-- Document section --
_ _ _

However, there are scopes to improve the
performance in extracting terms still further. For
example, the additional technical dictionaries


can be used for improving the accuracy in
extracting terms. Although, the hardship on
constructing an electronic dictionary was major
obstacles for using an electronic technical
dictionary in term recognition, the increasing
development of tools for building electronic
lexical resources makes a new chance to use
them in the field of terminology. From these
endeavour, a number of electronic technical
dictionaries (domain dictionaries) have been
acquired.
Since newly produced terms are usually made
out of existing terms, dictionaries can be used as
a source of them. For example, ‘distributed
database’ is composed of ‘distributed’ and
‘database’ that are terms in a computer science
domain. Further, concepts and terms of a domain
are frequently imported from related domains.

_ _ _

-- Data --
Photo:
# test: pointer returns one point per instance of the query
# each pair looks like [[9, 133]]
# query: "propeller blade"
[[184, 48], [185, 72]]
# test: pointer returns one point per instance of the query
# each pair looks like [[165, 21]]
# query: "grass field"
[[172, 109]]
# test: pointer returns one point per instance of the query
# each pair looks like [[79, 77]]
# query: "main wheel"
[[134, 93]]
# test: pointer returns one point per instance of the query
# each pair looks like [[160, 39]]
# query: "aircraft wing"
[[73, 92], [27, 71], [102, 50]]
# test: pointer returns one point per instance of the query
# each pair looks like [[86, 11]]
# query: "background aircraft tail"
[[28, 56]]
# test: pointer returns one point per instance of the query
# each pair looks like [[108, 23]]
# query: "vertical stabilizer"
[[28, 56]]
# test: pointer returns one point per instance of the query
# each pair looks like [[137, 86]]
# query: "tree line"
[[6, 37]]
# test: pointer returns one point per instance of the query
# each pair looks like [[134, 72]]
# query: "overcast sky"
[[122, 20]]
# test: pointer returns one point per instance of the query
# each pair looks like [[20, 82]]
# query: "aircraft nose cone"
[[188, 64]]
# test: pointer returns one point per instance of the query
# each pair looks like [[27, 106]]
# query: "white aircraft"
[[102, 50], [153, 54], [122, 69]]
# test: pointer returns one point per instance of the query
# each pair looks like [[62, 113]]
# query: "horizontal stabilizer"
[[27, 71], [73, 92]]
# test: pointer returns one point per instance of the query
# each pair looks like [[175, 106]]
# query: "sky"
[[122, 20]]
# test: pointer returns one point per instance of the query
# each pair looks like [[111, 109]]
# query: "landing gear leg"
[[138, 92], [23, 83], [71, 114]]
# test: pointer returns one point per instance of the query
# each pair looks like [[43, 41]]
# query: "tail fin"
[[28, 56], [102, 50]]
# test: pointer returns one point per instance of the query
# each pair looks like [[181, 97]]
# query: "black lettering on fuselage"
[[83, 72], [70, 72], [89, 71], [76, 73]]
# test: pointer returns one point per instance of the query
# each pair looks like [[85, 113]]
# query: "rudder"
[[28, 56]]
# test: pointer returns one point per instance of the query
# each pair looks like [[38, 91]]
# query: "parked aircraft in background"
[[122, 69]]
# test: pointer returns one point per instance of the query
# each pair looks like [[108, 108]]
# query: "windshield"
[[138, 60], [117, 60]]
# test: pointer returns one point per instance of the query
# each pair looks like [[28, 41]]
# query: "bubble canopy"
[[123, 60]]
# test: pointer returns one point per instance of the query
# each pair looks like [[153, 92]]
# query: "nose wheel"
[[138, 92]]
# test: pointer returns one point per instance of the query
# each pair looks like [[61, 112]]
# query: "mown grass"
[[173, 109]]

_ _ _

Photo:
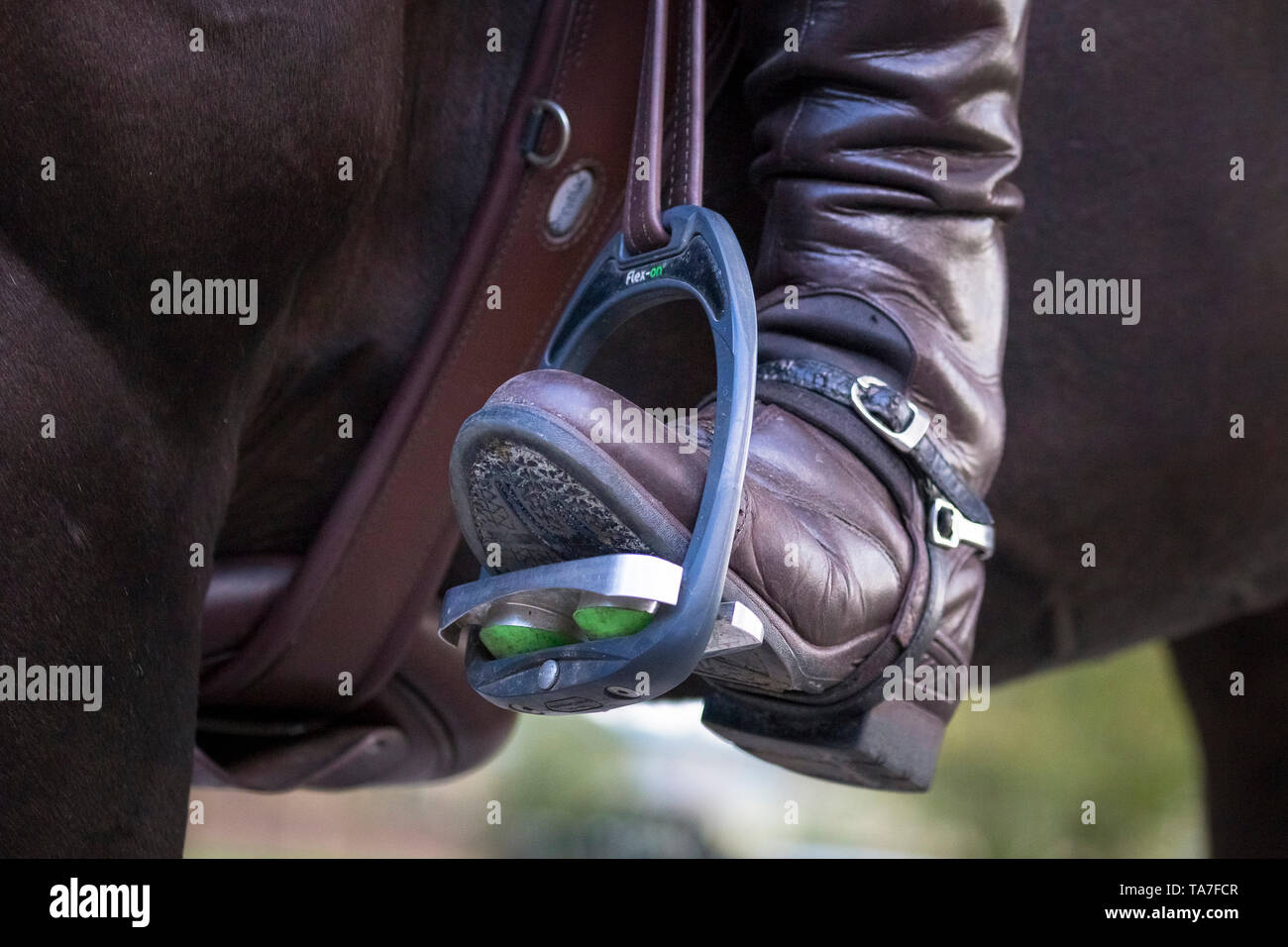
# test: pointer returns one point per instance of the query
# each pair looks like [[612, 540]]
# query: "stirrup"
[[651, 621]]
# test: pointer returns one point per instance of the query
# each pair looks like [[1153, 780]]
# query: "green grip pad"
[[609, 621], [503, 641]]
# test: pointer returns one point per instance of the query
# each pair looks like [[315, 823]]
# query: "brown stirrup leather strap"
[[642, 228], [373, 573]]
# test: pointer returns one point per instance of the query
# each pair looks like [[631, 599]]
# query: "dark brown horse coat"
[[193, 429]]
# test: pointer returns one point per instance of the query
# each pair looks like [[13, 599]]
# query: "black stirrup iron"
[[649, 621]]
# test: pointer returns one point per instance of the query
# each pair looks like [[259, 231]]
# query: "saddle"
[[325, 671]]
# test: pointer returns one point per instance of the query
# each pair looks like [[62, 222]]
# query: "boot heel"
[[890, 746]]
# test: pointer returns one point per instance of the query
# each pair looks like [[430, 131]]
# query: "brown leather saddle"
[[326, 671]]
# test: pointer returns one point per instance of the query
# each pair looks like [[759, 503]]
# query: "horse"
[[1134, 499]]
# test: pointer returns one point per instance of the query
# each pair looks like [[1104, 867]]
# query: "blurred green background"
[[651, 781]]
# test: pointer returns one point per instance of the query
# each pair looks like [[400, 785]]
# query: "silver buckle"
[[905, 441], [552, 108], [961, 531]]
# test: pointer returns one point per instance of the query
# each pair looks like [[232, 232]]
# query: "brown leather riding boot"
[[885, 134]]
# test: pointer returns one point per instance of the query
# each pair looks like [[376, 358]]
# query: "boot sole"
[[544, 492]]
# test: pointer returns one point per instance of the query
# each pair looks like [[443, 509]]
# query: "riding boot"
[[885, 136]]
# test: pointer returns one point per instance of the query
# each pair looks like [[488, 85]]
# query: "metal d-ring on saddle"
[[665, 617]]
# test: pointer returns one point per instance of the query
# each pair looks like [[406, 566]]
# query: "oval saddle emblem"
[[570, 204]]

_ _ _

-- Requirements --
1 - Answer these questions from the passage on term extraction:
(a) What was the major obstacle to using an electronic technical dictionary in term recognition?
(b) Which term is given as an example of a term composed of existing terms, and what are its parts?
(c) From where are the concepts and terms of a domain frequently imported?
2 - Write the next part of the passage on term extraction, picking up right after its final sentence.

-- The answers --
1 -
(a) The difficulty of constructing an electronic dictionary.
(b) 'Distributed database', composed of 'distributed' and 'database'.
(c) From related domains.

2 -
For example, the term ‘Geographical
Information System (GIS)’ is used not only in a
computer science domain, but also in an
electronic domain. To use these properties, it is
necessary to build relationships between
domains. The hierarchical clustering method
used in the information retrieval offers a good
means for this purpose. A dictionary hierarchy
can be constructed by the hierarchical clustering
method. The hierarchy helps to estimate the
relationships between domains. Moreover the
estimated relationships between domains can be

used for weighting terms in the corpus. For
example, a domain of electronics may have a
deep relationship to that of computer science. As
a result, terms in the dictionary of electronics
domain have a higher probability to be terms of
computer science domain than terms in the
dictionary of others do (Felber, 1984).
The recent works on ATR identify the
candidate terms using shallow syntactic
information and score the terms using statistical
measure such as frequency. The candidate terms
are ranked by the score and are truncated by the
thresholds. However, the statistical method
solely may not give accurate performance in
case of small sized corpora or very specialized
domains, where the terms may not appear
repeatedly in the corpora.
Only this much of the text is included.